§ WHAT YOU WILL DO: Copy the stretch of the mountain town article from "WESTFIR — Eric" through "up the sidewalks.", substituting "streets" for "sidewalks".

§ TEXT SECTION:

Mountain town metamorphosis

Bike trails have helped boost the economy in Oakridge and Westfir

By John Gottberg Anderson / For The Bulletin

WESTFIR — Eric Staley vividly remembers the day in 1985 when the Pope & Talbot lumber mill closed down in Oakridge. More than 1,000 people, including his father, were instantly out of work.

“I remember seeing the look in my dad's eyes,” said Staley. “Having the rug pulled out from under him, after all those years he gave to the company ... It was hard.”

One year earlier, the Hines Lumber Co. in nearby Westfir had also permanently closed. When Pope & Talbot shut its doors, the neighboring towns — their joint population barely 4,000 — practically boarded up their windows and rolled up the sidewalks.

That was a generation ago. Offspring of men who made their living in the forests, young people like Staley and Benjamin Beamer, graduated from Oakridge High School and headed west to the Willamette Valley. They earned their degrees, found jobs in the larger towns and returned to Oakridge to visit, but not to live.

(Named object pointing rows)
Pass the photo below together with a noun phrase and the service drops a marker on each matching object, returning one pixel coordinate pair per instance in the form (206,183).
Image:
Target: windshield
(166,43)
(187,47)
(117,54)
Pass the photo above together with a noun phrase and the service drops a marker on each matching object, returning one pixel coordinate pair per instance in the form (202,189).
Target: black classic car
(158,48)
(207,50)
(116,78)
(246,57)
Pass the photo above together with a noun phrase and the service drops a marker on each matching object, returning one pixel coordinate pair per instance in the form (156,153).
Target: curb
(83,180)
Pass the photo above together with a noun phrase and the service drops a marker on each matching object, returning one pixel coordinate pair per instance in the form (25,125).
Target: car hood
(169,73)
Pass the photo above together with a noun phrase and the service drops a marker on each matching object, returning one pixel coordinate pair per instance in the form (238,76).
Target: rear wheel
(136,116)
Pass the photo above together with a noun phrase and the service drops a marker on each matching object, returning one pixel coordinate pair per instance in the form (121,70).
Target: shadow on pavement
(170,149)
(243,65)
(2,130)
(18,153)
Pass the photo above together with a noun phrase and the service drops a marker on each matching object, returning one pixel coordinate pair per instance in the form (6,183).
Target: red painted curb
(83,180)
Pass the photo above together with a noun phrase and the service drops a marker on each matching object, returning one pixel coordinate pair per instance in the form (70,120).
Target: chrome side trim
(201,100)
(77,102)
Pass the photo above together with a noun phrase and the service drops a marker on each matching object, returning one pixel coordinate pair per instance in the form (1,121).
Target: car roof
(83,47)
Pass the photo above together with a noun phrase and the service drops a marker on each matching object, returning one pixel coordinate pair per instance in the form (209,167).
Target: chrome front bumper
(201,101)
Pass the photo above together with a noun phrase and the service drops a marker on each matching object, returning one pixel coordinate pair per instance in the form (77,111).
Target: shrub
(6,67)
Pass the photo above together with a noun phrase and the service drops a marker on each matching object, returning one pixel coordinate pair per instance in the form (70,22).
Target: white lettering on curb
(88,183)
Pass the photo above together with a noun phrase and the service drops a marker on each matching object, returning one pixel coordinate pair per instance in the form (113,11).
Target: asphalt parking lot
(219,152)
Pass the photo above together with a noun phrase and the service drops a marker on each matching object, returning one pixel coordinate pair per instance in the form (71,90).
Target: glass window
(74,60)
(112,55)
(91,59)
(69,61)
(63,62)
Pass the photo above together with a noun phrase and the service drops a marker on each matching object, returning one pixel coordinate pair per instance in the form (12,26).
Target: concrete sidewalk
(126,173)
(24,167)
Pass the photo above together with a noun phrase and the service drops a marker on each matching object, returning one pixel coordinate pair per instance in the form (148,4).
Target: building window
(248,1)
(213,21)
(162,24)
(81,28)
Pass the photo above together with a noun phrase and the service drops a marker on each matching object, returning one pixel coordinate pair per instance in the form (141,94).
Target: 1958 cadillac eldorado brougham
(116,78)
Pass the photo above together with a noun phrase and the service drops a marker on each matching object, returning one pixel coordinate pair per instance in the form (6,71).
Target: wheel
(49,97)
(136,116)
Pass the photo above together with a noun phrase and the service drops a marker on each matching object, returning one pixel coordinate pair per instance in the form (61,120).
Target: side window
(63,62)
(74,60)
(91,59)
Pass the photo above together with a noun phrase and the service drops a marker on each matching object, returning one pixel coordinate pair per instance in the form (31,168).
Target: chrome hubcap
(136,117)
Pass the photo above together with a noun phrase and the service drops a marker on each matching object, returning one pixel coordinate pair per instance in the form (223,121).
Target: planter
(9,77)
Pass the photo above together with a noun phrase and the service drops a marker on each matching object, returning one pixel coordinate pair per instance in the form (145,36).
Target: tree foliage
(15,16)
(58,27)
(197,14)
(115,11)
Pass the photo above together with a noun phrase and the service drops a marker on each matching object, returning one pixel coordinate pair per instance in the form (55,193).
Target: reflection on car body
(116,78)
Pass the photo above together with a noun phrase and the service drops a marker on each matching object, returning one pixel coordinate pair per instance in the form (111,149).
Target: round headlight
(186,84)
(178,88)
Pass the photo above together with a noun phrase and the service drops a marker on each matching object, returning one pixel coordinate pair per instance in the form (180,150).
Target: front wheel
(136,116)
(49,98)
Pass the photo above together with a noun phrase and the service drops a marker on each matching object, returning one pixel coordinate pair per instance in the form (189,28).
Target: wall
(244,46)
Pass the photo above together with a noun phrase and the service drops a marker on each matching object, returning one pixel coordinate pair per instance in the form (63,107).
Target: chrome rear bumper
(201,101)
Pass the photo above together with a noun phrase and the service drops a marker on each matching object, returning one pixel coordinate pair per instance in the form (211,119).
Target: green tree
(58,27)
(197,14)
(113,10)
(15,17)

§ THE RESPONSE:
WESTFIR — Eric Staley vividly remembers the day in 1985 when the Pope & Talbot lumber mill closed down in Oakridge. More than 1,000 people, including his father, were instantly out of work.

“I remember seeing the look in my dad's eyes,” said Staley. “Having the rug pulled out from under him, after all those years he gave to the company ... It was hard.”

One year earlier, the Hines Lumber Co. in nearby Westfir had also permanently closed. When Pope & Talbot shut its doors, the neighboring towns — their joint population barely 4,000 — practically boarded up their windows and rolled up the streets.